* [Object position labeling entries]:
------------------------------------

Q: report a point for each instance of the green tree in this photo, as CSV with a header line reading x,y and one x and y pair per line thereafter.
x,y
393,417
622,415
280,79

------------------------------------

* [To do]: Rewrite the listing with "green tree" changed to "leafy tree" and nothing else altered.

* [Written answer]:
Q: report a point for each instance of the leafy tree in this photo, as CSV with a header line reading x,y and one x and y pair per line thereafter.
x,y
393,417
622,415
280,79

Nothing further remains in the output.